● Условия задания:
**1)** Пожалуйста, перепишите из текста о Кузмине часть, которая начинается со слов «Обстоятельства не позволили» и заканчивается словами «всего этого представления.». При этом поменяйте «раннего христианства» на «первых веков христианства».
**2)** Объясните в одном–трёх предложениях, почему, согласно тексту о Кузмине, пьесу «Смерть Нерона» следует соотносить с представлением Кузмина о социализме вообще.

● Фрагмент текста:
<<<<
При этом общее настроение Кузмина приобретало характер, так сказать, гораздо более идеологический. Если первоначально на передний план выдвигается неприемлемость происходящего из-за разрушения привычной частной жизни, то со временем для Кузмина становится ясно, что все происходящее есть лишь часть некоего более общего процесса, который он неоднократно сравнивает с первыми веками нашей эры, со временем первоначального христианства и милого ему гностицизма. Не случайно в романе «Римские чудеса», начало которого было опубликовано в 1922 году, он переносит деятельность Симона-мага во времена императора Адриана и Антиноя, то есть во II век, тогда как все предания связывают его с I веком новой эры.
Обстоятельства не позволили Кузмину полностью создать ту историософскую панораму, которая бы отождествляла события современности со временами раннего христианства, но по дошедшим до нас фрагментам мы можем составить о ней некоторое представление и высказать предположения о той определяющей идее, которая была заложена в основу всего этого представления.
Общее настроение Кузмина, конечно, не подлежит никакому сомнению и может быть определено фразой из дневника: «Конечно, большевики <…> все равно прокляты и осуждены» (равно как подлежит осуждению и сам поэт, в какой-то момент их приветствовавший: «И ужаснет тебя провал, / Что сам ты дико запевал / Бессмысленной начало тризны»). Наиболее отчетливо это осуждение выражено в стихах из цикла «Плен» (1919), где о современной эпохе сказано: «Не твой ли идеал осуществляется, Аракчеев?»
Нам уже приходилось отмечать[488], что пьеса «Смерть Нерона» была задумана Кузминым на другой день после похорон Ленина, и это заставляет всерьез соотнести ее не только с реальностями времени, когда она была написана[489], но и с представлением Кузмина о социализме вообще. Следует отметить, что это представление в его сознании имело как гротескные черты, непосредственно связанные с действительностью первых лет «реального социализма», которые так отчетливо выразились в записях о смерти Ленина[490], так и другую сторону, определенную еще в 1905 году: «Социализм сравнивают с христианством (тоже еврейская утопия), не так же ли и он неприменим без перемен до неузнаваемости, до упразднения в государственной жизни?» (29 ноября 1905 года). Сама идея социализма впрямую соотносится с идеей христианской, столь же сильно искажавшейся в реальной жизни исторического христианства и оттого обретающей характер утопии. Но если для Кузмина христианство — при всех напряженных отношениях с Русской православной церковью — всегда оставалось священной путеводительной звездой, то не следует ли предположить, что и социализм представлялся ему неким далеким и практически недостижимым идеалом?
>>>>
● Сохранённые данные:
<<<<
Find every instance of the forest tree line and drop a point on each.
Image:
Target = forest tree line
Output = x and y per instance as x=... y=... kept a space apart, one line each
>>>>
● Решения задач:
**1)**
Обстоятельства не позволили Кузмину полностью создать ту историософскую панораму, которая бы отождествляла события современности со временами первых веков христианства, но по дошедшим до нас фрагментам мы можем составить о ней некоторое представление и высказать предположения о той определяющей идее, которая была заложена в основу всего этого представления.

**2)** Пьеса «Смерть Нерона» была задумана Кузминым на другой день после похорон Ленина. По тексту, это заставляет всерьёз соотнести её не только с реальностями времени, когда она была написана, но и с представлением Кузмина о социализме вообще.